Task instructions: All records given below must be printed word for word.

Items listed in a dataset

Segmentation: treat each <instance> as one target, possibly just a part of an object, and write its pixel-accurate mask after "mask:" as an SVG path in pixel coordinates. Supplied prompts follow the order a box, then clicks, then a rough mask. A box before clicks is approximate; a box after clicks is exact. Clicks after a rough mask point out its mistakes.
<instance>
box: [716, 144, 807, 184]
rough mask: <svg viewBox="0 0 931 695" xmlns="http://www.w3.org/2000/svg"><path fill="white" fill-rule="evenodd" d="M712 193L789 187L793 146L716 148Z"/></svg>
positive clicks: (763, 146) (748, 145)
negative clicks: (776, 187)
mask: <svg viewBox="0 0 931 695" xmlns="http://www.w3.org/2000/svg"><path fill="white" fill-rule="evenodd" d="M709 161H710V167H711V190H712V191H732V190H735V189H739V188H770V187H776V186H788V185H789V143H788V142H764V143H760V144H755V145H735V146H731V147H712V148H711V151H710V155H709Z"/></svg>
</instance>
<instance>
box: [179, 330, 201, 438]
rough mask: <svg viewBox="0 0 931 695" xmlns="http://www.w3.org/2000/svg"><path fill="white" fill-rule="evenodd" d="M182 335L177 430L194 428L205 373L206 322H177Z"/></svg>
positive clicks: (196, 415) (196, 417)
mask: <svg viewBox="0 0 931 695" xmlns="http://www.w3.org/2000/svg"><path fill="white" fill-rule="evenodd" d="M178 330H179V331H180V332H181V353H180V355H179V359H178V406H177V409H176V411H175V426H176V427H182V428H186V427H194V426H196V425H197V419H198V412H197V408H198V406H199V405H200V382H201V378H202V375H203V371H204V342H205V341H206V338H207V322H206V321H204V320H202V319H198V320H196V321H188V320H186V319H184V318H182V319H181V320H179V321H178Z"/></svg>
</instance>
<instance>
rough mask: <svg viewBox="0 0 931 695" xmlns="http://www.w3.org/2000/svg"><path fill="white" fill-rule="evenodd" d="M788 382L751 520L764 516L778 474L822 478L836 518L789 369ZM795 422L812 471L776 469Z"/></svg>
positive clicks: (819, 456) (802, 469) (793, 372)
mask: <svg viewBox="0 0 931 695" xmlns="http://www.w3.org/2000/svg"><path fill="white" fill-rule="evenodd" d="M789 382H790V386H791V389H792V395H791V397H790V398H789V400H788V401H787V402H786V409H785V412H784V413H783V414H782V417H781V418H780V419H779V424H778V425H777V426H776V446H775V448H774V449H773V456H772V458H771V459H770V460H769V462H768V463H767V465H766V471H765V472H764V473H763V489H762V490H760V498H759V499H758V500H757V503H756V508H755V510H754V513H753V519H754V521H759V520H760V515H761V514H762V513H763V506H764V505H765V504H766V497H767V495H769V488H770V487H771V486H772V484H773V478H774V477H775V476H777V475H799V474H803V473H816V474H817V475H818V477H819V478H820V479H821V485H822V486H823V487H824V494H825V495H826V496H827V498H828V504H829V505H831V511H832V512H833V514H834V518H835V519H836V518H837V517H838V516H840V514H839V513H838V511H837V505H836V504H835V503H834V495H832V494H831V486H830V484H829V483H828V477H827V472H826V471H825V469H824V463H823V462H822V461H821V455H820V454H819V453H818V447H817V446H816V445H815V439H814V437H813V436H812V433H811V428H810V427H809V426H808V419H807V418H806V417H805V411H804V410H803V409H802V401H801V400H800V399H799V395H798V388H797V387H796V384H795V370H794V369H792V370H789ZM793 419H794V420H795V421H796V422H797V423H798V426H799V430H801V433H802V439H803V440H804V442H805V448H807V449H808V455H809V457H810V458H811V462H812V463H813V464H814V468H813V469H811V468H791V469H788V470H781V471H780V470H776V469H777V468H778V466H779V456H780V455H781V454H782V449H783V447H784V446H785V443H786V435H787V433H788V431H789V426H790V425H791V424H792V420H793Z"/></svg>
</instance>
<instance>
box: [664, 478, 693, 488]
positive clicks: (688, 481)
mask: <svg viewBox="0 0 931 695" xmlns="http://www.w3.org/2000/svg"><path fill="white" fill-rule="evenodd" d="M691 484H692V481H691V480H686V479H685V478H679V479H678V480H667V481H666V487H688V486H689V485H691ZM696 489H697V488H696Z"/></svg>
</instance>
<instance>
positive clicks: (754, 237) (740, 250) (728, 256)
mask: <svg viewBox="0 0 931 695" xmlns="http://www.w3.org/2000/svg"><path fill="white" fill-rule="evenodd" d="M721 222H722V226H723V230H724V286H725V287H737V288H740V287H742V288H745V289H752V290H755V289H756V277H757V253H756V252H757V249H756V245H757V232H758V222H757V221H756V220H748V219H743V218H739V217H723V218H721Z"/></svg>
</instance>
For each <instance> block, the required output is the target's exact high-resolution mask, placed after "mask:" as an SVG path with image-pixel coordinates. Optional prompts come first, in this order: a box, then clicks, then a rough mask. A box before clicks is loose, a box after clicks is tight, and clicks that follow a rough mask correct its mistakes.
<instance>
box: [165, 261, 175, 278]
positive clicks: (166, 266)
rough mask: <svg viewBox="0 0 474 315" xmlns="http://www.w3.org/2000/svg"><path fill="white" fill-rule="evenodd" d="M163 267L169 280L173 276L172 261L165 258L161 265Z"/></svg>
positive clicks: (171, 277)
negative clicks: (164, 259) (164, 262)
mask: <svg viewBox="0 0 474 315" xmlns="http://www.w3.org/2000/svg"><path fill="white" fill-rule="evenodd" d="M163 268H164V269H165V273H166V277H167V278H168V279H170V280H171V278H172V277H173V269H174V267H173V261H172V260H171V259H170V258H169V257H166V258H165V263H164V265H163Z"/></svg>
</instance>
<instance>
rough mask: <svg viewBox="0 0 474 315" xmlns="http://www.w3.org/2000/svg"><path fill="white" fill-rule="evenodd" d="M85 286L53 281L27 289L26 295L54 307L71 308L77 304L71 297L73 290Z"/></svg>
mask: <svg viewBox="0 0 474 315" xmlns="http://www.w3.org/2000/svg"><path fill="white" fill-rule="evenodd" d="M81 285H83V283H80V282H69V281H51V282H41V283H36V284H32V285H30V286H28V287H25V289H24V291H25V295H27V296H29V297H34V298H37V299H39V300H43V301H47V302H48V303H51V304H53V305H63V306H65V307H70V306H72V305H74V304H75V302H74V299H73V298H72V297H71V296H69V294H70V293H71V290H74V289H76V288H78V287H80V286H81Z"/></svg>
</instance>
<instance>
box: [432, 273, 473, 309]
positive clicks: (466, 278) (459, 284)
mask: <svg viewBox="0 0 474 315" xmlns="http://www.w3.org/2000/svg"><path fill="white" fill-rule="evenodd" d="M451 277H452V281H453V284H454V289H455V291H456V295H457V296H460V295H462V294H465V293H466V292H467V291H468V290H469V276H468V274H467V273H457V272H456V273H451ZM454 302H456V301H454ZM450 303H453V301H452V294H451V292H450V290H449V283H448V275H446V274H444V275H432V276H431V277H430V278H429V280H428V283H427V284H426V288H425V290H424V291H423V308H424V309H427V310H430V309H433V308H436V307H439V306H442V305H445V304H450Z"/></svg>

Finished exercise:
Segmentation: treat each <instance> as one target, possibly just a part of an object, and write its pixel-accurate mask after "mask:" as an SVG path in pixel coordinates. Supplied prompts follow the order a box, then clicks, then a rough mask. A box before clicks is approximate; a box after clicks is exact. Clicks after a rough mask point out its mistakes.
<instance>
box: [716, 144, 807, 184]
rough mask: <svg viewBox="0 0 931 695" xmlns="http://www.w3.org/2000/svg"><path fill="white" fill-rule="evenodd" d="M712 193L789 187L793 146L716 148Z"/></svg>
positive clicks: (763, 146) (748, 145)
negative clicks: (776, 187)
mask: <svg viewBox="0 0 931 695" xmlns="http://www.w3.org/2000/svg"><path fill="white" fill-rule="evenodd" d="M709 161H710V167H711V190H712V191H732V190H735V189H739V188H770V187H776V186H788V185H789V143H788V142H764V143H760V144H755V145H735V146H731V147H712V148H711V151H710V155H709Z"/></svg>
</instance>
<instance>
box: [179, 330, 201, 438]
rough mask: <svg viewBox="0 0 931 695" xmlns="http://www.w3.org/2000/svg"><path fill="white" fill-rule="evenodd" d="M182 335L177 430L194 428L205 373L206 322H177Z"/></svg>
positive clicks: (196, 415) (196, 417)
mask: <svg viewBox="0 0 931 695" xmlns="http://www.w3.org/2000/svg"><path fill="white" fill-rule="evenodd" d="M178 330H179V331H180V332H181V353H180V355H179V359H178V406H177V409H176V411H175V426H176V427H182V428H186V427H194V426H196V425H197V419H198V412H197V408H198V406H199V405H200V382H201V378H202V375H203V371H204V342H205V341H206V338H207V322H206V321H204V320H202V319H198V320H196V321H188V320H186V319H184V318H182V319H181V320H179V321H178Z"/></svg>
</instance>
<instance>
rough mask: <svg viewBox="0 0 931 695" xmlns="http://www.w3.org/2000/svg"><path fill="white" fill-rule="evenodd" d="M788 382L751 520L764 516L778 474L822 478L836 518L789 369ZM795 422L812 471L776 469Z"/></svg>
positive clicks: (819, 456) (802, 469) (793, 372)
mask: <svg viewBox="0 0 931 695" xmlns="http://www.w3.org/2000/svg"><path fill="white" fill-rule="evenodd" d="M789 382H790V386H791V389H792V395H791V397H790V398H789V400H788V401H787V402H786V409H785V412H784V413H783V414H782V417H781V418H780V419H779V424H778V425H777V426H776V446H775V448H774V449H773V456H772V458H771V459H770V460H769V462H768V463H767V465H766V471H765V472H764V473H763V489H762V490H760V498H759V499H758V500H757V503H756V508H755V510H754V513H753V519H754V521H759V520H760V515H761V514H762V513H763V506H764V505H765V504H766V497H767V495H769V488H770V487H771V486H772V484H773V478H774V477H775V476H777V475H799V474H803V473H816V474H817V475H818V477H819V478H820V479H821V485H822V486H823V487H824V494H825V495H826V496H827V498H828V504H829V505H831V511H832V512H833V514H834V518H835V519H836V518H837V517H838V516H840V514H839V513H838V511H837V505H836V504H835V503H834V495H832V494H831V486H830V484H829V483H828V477H827V472H826V471H825V469H824V463H823V462H822V461H821V455H820V454H819V453H818V447H817V446H816V445H815V439H814V437H813V436H812V433H811V428H810V427H809V426H808V419H807V418H806V417H805V411H804V410H803V409H802V401H801V400H800V399H799V395H798V388H797V387H796V384H795V370H794V369H792V370H789ZM793 419H794V420H795V421H796V422H797V423H798V426H799V430H801V433H802V439H803V440H804V442H805V448H807V449H808V455H809V457H810V458H811V462H812V463H813V464H814V468H813V469H811V468H791V469H788V470H781V471H780V470H776V469H777V468H778V466H779V456H780V455H781V454H782V449H783V447H784V446H785V443H786V435H787V433H788V431H789V426H790V425H791V424H792V420H793Z"/></svg>
</instance>
<instance>
box: [664, 478, 693, 488]
positive clicks: (688, 481)
mask: <svg viewBox="0 0 931 695" xmlns="http://www.w3.org/2000/svg"><path fill="white" fill-rule="evenodd" d="M691 484H692V481H691V480H686V479H685V478H679V479H678V480H667V481H666V487H688V486H689V485H691ZM696 489H697V488H696Z"/></svg>
</instance>
<instance>
positive clicks: (754, 237) (740, 250) (728, 256)
mask: <svg viewBox="0 0 931 695" xmlns="http://www.w3.org/2000/svg"><path fill="white" fill-rule="evenodd" d="M721 222H722V226H723V230H724V286H725V287H737V288H740V287H742V288H745V289H752V290H755V289H756V277H757V253H756V252H757V249H756V245H757V232H758V222H757V221H756V220H748V219H743V218H739V217H723V218H721Z"/></svg>
</instance>
For each <instance> block, the required output is the target's exact high-resolution mask, placed after "mask:" as an SVG path with image-pixel coordinates. Optional prompts come first, in this order: a box, then clicks, then a rough mask. A box before clicks is loose, a box after clicks is tight, and clicks that follow a rough mask correct its mistakes.
<instance>
box: [165, 261, 175, 278]
positive clicks: (166, 266)
rough mask: <svg viewBox="0 0 474 315" xmlns="http://www.w3.org/2000/svg"><path fill="white" fill-rule="evenodd" d="M163 267L169 280L173 276L172 261L165 258L161 265Z"/></svg>
positive clicks: (171, 277)
negative clicks: (164, 259) (164, 262)
mask: <svg viewBox="0 0 474 315" xmlns="http://www.w3.org/2000/svg"><path fill="white" fill-rule="evenodd" d="M163 268H164V269H165V273H166V277H167V278H168V279H170V280H171V278H172V277H173V269H174V267H173V261H172V260H171V259H170V258H169V257H166V258H165V263H164V265H163Z"/></svg>
</instance>
<instance>
rough mask: <svg viewBox="0 0 474 315" xmlns="http://www.w3.org/2000/svg"><path fill="white" fill-rule="evenodd" d="M85 286L53 281L27 289L26 295L54 307L71 308L77 304L71 297L73 290Z"/></svg>
mask: <svg viewBox="0 0 474 315" xmlns="http://www.w3.org/2000/svg"><path fill="white" fill-rule="evenodd" d="M81 285H83V283H80V282H69V281H51V282H41V283H36V284H32V285H30V286H28V287H25V289H24V291H25V295H27V296H29V297H34V298H37V299H39V300H43V301H47V302H48V303H51V304H53V305H63V306H65V307H70V306H72V305H74V304H75V302H74V299H73V298H72V297H71V296H69V294H70V293H71V290H74V289H76V288H78V287H80V286H81Z"/></svg>
</instance>
<instance>
box: [432, 273, 473, 309]
positive clicks: (466, 278) (459, 284)
mask: <svg viewBox="0 0 474 315" xmlns="http://www.w3.org/2000/svg"><path fill="white" fill-rule="evenodd" d="M451 277H452V281H453V284H454V289H455V291H456V295H457V296H460V295H462V294H465V293H466V292H467V291H468V290H469V276H468V274H467V273H457V272H456V273H451ZM454 302H456V301H454ZM450 303H453V301H452V294H451V292H450V290H449V283H448V275H446V274H444V275H432V276H431V277H430V278H429V280H428V283H427V284H426V288H425V290H424V291H423V308H424V309H427V310H430V309H433V308H436V307H439V306H442V305H445V304H450Z"/></svg>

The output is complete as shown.